WORK TO BE COMPLETED:
Revise the listing from the line with "smoke, one line per instance." to the line with "Phrase: front loader bucket", changing "one line per instance" to "one line for each instance" and leaving all else as it stands. Return only those lines.

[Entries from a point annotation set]
>>>

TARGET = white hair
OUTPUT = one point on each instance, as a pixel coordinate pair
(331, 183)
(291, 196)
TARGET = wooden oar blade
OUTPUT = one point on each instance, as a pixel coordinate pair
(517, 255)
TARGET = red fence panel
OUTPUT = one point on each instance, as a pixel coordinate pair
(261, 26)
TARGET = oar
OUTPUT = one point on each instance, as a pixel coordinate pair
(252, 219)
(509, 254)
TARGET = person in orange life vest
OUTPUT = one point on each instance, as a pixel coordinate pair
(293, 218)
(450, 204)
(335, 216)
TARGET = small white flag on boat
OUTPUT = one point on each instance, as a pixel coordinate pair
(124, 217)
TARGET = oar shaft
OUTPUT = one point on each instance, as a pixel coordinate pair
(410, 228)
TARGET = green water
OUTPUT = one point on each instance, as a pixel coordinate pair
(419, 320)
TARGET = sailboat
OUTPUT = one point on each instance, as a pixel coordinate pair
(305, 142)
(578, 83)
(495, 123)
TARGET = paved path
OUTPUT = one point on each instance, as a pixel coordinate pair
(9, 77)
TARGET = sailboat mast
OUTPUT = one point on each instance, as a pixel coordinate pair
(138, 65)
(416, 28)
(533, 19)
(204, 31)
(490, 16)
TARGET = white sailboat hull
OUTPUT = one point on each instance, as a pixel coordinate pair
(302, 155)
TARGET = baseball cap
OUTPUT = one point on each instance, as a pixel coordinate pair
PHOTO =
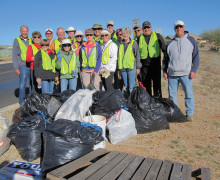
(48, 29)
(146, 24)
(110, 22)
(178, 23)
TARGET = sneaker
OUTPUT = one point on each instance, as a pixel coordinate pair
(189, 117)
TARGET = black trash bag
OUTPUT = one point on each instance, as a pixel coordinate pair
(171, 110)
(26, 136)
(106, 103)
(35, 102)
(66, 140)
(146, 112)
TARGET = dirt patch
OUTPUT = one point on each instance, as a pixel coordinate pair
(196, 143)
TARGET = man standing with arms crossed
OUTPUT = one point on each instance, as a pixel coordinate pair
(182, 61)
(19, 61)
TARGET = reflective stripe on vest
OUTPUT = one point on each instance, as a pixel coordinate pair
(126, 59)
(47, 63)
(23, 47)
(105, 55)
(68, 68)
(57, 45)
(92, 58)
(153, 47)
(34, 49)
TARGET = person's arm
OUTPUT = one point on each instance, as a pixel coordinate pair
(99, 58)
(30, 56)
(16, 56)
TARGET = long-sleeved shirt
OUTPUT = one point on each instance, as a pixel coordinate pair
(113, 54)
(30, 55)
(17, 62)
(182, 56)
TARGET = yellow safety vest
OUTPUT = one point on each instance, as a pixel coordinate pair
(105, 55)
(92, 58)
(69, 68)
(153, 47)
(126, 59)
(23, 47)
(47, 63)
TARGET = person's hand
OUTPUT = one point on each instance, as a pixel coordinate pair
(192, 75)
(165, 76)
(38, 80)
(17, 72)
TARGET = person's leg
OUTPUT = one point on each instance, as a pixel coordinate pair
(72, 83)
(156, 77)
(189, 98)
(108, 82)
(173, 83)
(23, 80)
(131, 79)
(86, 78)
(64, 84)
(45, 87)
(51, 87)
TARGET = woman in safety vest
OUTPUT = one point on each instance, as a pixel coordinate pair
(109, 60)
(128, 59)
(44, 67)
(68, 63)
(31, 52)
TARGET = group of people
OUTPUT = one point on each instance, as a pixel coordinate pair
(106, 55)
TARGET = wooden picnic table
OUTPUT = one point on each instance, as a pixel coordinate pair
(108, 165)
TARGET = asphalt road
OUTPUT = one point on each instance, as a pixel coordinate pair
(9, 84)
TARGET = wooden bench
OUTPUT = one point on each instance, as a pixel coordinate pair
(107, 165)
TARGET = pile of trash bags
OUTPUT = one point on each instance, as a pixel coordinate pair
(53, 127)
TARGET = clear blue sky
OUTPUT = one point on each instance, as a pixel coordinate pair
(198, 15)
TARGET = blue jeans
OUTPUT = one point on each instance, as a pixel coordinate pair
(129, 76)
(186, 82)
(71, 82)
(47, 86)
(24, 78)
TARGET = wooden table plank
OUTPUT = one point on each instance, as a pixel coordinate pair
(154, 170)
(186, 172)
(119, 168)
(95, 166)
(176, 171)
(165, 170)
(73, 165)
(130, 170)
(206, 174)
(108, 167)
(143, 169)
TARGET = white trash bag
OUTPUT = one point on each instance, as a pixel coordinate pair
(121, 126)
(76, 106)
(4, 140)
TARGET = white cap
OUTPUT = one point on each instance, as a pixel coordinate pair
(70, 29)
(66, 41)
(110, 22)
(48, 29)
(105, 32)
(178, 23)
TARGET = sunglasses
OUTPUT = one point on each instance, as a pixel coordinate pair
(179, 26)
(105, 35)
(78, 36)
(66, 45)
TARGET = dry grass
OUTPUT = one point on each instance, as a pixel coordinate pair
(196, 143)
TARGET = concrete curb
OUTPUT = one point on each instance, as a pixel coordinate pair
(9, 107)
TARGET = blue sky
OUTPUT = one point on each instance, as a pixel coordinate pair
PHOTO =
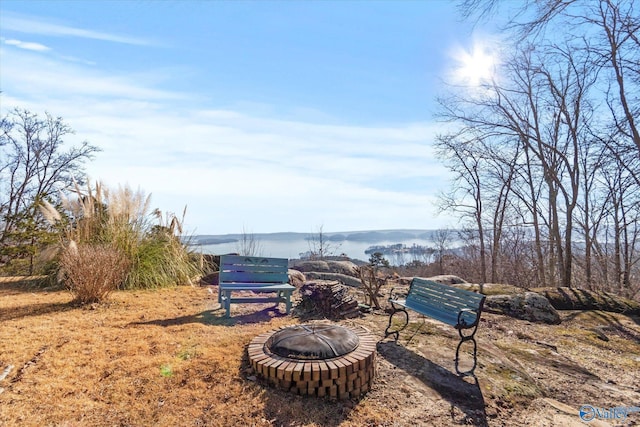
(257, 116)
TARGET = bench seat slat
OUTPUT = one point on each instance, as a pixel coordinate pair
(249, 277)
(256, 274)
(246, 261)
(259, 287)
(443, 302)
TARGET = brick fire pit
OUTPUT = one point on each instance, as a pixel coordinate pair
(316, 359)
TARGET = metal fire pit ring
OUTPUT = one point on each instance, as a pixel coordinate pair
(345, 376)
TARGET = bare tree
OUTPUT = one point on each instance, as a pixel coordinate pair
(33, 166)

<<<
>>>

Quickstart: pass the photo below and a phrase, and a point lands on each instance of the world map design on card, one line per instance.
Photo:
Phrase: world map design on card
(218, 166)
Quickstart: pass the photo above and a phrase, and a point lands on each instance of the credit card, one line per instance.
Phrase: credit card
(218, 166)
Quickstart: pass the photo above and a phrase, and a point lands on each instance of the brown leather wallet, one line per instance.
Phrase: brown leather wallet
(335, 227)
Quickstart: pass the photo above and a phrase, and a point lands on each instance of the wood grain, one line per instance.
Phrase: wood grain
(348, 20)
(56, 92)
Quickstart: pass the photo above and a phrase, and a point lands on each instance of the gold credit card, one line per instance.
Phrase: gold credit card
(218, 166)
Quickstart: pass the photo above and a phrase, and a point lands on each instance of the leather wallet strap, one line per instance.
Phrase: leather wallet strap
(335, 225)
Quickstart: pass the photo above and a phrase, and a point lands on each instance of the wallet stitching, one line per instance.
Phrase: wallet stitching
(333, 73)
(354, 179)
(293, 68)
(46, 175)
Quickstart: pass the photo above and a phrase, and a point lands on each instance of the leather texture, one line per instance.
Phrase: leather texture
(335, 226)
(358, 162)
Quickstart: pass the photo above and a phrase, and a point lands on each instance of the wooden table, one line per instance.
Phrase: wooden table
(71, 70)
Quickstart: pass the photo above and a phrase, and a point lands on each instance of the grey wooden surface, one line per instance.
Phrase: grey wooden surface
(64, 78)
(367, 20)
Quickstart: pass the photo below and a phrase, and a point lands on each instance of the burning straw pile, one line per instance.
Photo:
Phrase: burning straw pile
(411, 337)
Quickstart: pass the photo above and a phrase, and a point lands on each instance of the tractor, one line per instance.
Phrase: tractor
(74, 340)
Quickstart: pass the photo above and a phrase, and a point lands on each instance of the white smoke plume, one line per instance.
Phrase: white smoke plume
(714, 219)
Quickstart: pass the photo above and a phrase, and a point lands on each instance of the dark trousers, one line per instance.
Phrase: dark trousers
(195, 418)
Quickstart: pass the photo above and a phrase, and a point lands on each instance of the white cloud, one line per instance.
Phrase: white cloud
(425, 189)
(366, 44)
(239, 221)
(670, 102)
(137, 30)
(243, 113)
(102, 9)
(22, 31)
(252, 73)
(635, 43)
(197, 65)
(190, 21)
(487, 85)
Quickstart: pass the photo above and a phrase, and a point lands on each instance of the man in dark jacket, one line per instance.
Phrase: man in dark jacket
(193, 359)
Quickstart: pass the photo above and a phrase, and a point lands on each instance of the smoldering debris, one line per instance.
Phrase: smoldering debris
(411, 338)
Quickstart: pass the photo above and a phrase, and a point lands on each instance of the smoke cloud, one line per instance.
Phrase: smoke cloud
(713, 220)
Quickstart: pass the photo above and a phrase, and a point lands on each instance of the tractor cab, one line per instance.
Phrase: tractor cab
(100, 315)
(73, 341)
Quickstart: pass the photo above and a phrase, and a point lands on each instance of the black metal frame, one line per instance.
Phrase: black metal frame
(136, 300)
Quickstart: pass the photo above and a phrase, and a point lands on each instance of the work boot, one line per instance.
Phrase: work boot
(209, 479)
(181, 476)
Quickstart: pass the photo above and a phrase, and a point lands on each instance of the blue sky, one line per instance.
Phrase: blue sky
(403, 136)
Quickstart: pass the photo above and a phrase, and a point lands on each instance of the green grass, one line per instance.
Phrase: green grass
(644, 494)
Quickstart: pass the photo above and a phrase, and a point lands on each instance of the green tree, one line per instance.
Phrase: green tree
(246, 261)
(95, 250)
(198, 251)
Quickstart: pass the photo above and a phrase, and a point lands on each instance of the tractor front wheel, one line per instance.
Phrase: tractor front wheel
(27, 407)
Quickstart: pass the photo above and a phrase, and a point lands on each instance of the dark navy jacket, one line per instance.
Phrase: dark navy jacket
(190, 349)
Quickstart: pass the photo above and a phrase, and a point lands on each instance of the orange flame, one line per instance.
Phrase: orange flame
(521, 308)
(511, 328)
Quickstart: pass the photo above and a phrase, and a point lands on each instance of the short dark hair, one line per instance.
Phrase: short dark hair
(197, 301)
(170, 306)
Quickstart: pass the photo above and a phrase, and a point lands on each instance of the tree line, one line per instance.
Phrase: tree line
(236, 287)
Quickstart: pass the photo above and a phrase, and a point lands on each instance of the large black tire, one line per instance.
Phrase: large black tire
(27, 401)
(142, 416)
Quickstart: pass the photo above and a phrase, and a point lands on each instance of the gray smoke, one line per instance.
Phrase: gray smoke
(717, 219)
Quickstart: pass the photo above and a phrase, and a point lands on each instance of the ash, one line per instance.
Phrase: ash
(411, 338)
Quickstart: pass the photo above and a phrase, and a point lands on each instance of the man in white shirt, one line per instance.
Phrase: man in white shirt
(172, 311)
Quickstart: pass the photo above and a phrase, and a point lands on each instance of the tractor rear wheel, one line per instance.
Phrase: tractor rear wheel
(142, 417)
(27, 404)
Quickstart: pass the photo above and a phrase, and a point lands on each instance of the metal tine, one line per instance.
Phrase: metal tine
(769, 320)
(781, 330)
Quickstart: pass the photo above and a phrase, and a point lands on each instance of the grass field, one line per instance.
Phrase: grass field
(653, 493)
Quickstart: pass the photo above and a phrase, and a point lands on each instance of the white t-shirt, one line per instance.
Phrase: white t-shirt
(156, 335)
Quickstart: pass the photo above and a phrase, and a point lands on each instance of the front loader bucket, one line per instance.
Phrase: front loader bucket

<<<

ANSWER TO THIS EXERCISE:
Quickstart: pass the photo above and a phrase, and a point lands on each instance of the gray smoke, one line for each instance.
Phrase: gray smoke
(717, 219)
Quickstart: pass the photo above and a phrase, and a point lands on each instance of the ash, one line for each instance.
Phrase: ash
(411, 338)
Quickstart: pass the photo above and a phrase, and a point lands on each instance of the man in white shirt, one line for each instance.
Phrase: man in white shirt
(172, 311)
Quickstart: pass the photo above and a phrase, and a point lands on each instance of the tractor rear wheel, one line for each instance.
Phrase: tractor rear wheel
(142, 417)
(27, 404)
Quickstart: pass the photo above and a phrase, and a point lands on each instance of the metal tine, one line for each instance.
Phrase: metal tine
(769, 320)
(781, 330)
Quickstart: pass the photo above and a phrase, and a point lands on each instance of the grass field, one line for each instance.
Phrase: grass field
(653, 493)
Quickstart: pass the photo above and a phrase, and a point lands on each instance of the white t-shirt, one line for each instance.
Phrase: white t-shirt
(156, 335)
Quickstart: pass the photo above and a phrase, and a point lands on each instance of the front loader bucket, one line for each instance.
Phrase: front loader bucket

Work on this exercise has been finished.